• **WORK REQUEST**
Determine the number of lines of the records below that include "table". Respond with the number and no other text.
===== RECORD EXCERPTS
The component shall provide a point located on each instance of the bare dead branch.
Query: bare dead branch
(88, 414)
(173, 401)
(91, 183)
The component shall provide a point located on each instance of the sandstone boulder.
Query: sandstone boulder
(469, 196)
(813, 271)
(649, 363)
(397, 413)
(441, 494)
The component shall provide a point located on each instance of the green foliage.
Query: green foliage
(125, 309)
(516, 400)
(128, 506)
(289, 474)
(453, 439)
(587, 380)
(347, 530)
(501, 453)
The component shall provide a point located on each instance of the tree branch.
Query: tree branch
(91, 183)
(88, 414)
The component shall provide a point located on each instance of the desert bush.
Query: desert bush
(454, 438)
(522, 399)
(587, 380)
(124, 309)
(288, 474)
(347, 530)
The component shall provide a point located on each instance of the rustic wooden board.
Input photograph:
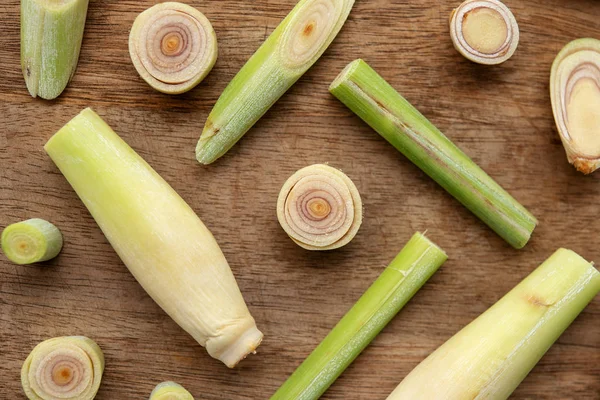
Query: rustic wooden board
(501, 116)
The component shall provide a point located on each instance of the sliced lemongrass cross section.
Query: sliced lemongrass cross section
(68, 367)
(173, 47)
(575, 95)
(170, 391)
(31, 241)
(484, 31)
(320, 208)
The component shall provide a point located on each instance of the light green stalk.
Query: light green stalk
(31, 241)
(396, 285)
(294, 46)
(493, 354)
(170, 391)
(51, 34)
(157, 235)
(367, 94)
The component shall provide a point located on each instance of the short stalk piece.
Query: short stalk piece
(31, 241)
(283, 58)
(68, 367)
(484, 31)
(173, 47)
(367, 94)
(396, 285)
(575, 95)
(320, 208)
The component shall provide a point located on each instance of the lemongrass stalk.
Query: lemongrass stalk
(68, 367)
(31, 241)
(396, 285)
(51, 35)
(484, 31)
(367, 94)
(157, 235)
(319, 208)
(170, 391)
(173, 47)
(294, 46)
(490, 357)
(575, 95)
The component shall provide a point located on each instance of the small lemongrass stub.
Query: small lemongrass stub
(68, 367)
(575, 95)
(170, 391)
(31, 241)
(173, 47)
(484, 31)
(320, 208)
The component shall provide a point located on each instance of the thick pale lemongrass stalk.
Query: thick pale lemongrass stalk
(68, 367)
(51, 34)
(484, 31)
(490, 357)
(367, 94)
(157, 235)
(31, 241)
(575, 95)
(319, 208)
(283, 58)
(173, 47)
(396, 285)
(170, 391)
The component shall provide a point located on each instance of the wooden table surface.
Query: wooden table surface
==========
• **SOLUTION FOR THIS EXERCISE**
2